🇬🇧One Billion Rows: Data Processing Challenge with Python
Introduction
The goal of this project is to demonstrate how to efficiently process a massive data file containing 1 billion rows (~14GB), specifically to calculate statistics (including aggregation and sorting, which are heavy operations) using Python.
This challenge was inspired by the One Billion Row Challenge, originally proposed for Java.
The data file consists of temperature measurements from various weather stations. Each record follows the format <string: station name>;<double: measurement>, with the temperature presented to one decimal place.
Here are ten sample lines from the file:
Hamburg;12.0
Bulawayo;8.9
Palembang;38.8
St. Johns;15.2
Cracow;12.6
Bridgetown;26.9
Istanbul;6.2
Roseau;34.4
Conakry;31.2
Istanbul;23.0
The challenge is to develop a Python program capable of reading this file and calculating the minimum, average (rounded to one decimal place), and maximum temperature for each station, displaying the results in a table sorted by station name.

Extracted entries:
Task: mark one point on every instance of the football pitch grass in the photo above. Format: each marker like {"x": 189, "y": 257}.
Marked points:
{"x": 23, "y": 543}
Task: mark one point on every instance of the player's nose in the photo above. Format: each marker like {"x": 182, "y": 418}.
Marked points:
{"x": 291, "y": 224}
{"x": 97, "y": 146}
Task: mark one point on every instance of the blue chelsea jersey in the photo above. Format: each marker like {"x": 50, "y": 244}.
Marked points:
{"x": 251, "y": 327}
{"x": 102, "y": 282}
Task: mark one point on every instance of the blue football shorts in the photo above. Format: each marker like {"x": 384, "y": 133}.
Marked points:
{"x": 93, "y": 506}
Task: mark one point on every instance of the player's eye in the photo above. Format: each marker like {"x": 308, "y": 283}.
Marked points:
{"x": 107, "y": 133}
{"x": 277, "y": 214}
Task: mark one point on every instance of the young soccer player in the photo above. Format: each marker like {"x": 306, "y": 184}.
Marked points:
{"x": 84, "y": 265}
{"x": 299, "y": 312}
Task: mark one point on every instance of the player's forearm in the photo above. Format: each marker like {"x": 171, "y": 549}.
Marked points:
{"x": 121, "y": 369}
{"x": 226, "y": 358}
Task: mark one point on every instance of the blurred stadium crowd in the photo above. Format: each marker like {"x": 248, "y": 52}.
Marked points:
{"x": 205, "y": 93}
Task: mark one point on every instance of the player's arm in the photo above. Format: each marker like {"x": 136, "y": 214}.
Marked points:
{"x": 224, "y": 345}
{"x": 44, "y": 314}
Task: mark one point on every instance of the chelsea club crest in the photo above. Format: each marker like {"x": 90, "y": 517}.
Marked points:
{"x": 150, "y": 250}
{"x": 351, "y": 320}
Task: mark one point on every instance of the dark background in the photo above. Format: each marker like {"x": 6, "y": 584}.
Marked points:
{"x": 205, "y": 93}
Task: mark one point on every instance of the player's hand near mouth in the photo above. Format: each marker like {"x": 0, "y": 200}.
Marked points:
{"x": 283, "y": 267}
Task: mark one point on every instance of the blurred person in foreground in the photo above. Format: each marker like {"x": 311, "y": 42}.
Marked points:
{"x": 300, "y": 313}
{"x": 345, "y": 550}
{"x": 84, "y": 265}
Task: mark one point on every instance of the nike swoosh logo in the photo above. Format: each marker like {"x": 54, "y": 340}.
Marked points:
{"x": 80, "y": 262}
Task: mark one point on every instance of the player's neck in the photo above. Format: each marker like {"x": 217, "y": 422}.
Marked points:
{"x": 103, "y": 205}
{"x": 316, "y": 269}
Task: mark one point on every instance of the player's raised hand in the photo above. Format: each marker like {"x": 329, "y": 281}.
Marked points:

Work instructions: From the One Billion Rows challenge text above, reproduce word for word the passage starting with "This challenge was" and going on through "by station name.".

Full output:
This challenge was inspired by the One Billion Row Challenge, originally proposed for Java.
The data file consists of temperature measurements from various weather stations. Each record follows the format <string: station name>;<double: measurement>, with the temperature presented to one decimal place.
Here are ten sample lines from the file:
Hamburg;12.0
Bulawayo;8.9
Palembang;38.8
St. Johns;15.2
Cracow;12.6
Bridgetown;26.9
Istanbul;6.2
Roseau;34.4
Conakry;31.2
Istanbul;23.0
The challenge is to develop a Python program capable of reading this file and calculating the minimum, average (rounded to one decimal place), and maximum temperature for each station, displaying the results in a table sorted by station name.